Excerpt to read
↓↓↓
Travelling by small bush plane, he’d set up a clinic in the school gymnasium or sometimes an empty wooden shack. “I set up a portable dental chair and all these Inuit came in and sat on the floor,” he recalls. “I said to the nurse, ‘what are all these people doing here?’ and she said, ‘they’ve come in for treatment and to watch’. They would sit on the floor and chat while I did the dentistry and then have a good joke and a laugh every time I pulled a tooth out.”

Although there was local anaesthetic, serious cases were sent to Frobisher Bay which had a 30-bed hospital.

After he finished his dentistry, Prof Curzon would then wait for a passing plane to pick him up. Once he had to wait for four days.

Aside from the take off and bumpy landings on frozen ice, the flights were pretty hair-raising and more than once he was convinced they were going to hit the cliffs.

“I was at 6,000ft once in a single engine aircraft and the engine suddenly stopped,” he recalls. “The rule was if you crashed, you would probably survive, but whether anyone would find you or not would be a different matter.”

Another plane dropped him off, then crashed within two hours of taking off again. Fortunately there was an old Inuit man on board, who knew exactly where he was and walked four miles to the nearest settlement to raise the alarm. Everyone survived.

To be on the safe side, Prof Curzon carried food supplies for two to three weeks with him at all times. “You would carry a small pot of heating fuel and a tin of stew because you could eat the stew and use the can as a vessel to melt water,” he says.

He wore reindeer and seal skin boots and a ‘splendid’ red and green parka which was made especially for him by an Inuit lady. He still has it – and still wears it. “It’s nearly 60 years old,” he says.

Food consisted of caribou, fish, seal and walruss. The most unusual dish he sampled was muk tuk - blubber from a beluga whale which had a texture like coconut and tasted like fish. “It was alright when it was fresh,” he says. “They killed a beluga whale and just started slicing this stuff off and said, ‘here, try it’. It was a sort of delicacy eaten raw. I also had raw seal liver, that was quite nice in a sandwich.” The only thing he declined was seasoned muk tuk where the Inuit dig a hole, cover the fresh muk tuk with soil and leave it until the middle of the winter when they dig it back up again to eat.

The temperature was minus 40F and one day it fell to minus 56F. The Inuit wouldn’t venture out if the temperature fell below 40, but Prof Curzon went for a stroll “to see what it was like”. “The air was absolutely solid, you have to walk very, very slowly. You mustn’t breathe deeply because you’ll freeze your lungs,” he says. “People in the village were horrified when I came back.”
↑↑↑
Required action
List every length of time given in the excerpt about Prof Curzon's dental work among the Inuit.

Extracted information
↓↓↓
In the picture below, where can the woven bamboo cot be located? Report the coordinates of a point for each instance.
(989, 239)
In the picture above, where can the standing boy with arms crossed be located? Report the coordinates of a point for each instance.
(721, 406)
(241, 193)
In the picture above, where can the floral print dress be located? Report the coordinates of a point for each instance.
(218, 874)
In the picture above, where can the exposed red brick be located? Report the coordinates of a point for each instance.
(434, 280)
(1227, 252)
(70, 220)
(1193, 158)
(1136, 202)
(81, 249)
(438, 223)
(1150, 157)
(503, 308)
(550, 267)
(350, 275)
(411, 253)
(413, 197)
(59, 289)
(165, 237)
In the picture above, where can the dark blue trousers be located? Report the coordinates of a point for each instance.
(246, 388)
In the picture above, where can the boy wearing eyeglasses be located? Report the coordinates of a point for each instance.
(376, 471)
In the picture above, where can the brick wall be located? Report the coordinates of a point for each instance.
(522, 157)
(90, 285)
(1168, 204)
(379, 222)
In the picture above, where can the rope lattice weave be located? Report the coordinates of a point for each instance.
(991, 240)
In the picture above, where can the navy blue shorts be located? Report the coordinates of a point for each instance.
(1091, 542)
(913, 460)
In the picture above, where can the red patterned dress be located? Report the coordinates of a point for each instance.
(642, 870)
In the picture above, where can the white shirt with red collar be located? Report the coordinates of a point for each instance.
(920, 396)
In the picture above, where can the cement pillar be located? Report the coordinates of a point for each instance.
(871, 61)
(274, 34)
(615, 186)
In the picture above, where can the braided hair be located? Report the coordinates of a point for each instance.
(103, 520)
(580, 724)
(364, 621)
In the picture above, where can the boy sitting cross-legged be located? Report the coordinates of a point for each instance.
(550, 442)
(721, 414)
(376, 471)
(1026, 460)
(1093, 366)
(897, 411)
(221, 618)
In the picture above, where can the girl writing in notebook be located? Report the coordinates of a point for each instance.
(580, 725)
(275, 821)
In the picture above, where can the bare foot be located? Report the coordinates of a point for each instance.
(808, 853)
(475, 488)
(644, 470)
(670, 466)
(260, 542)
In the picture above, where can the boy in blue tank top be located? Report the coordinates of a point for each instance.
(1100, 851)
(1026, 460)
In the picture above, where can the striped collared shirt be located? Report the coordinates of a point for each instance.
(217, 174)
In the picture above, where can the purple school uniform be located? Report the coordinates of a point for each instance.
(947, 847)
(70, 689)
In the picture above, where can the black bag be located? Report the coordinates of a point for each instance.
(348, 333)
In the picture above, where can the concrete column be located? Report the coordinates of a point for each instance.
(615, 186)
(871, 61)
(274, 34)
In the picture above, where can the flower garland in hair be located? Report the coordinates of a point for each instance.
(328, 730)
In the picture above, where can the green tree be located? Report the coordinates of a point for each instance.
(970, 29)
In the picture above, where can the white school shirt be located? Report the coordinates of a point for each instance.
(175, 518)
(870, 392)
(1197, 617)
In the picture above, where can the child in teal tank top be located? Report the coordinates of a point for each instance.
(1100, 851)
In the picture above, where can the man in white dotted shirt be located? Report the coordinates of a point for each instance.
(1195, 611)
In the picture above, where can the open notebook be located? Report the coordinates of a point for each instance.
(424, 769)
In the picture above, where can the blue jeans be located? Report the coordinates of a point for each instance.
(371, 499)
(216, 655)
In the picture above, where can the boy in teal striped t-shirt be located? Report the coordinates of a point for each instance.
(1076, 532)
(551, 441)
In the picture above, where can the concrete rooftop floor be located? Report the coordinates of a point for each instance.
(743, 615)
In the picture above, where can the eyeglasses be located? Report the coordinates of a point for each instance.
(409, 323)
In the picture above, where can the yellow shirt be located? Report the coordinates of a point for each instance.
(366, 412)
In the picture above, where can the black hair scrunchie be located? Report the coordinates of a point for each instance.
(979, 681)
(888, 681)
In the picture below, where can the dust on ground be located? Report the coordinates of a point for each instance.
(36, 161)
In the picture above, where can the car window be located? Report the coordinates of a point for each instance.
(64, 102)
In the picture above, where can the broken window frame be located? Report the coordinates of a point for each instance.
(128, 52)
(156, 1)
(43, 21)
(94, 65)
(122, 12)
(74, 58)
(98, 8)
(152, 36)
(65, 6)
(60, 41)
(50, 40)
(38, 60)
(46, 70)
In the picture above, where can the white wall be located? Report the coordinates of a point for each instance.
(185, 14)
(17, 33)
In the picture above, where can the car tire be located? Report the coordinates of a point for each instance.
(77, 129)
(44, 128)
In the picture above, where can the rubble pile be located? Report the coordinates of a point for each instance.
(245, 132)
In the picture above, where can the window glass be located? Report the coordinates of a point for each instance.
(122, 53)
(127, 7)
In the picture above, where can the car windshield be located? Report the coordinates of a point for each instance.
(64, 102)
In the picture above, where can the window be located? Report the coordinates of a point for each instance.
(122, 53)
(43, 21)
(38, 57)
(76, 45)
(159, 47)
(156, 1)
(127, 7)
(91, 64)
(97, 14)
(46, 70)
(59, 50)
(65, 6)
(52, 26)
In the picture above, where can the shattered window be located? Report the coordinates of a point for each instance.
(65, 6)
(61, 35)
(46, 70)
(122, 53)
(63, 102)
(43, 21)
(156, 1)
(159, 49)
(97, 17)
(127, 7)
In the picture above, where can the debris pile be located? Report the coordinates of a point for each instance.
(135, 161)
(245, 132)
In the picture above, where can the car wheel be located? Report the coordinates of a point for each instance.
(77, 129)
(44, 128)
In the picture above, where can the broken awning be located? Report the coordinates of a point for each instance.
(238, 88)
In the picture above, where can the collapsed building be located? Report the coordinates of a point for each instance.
↑↑↑
Result of this task
- four days
- two hours
- two to three weeks
- nearly 60 years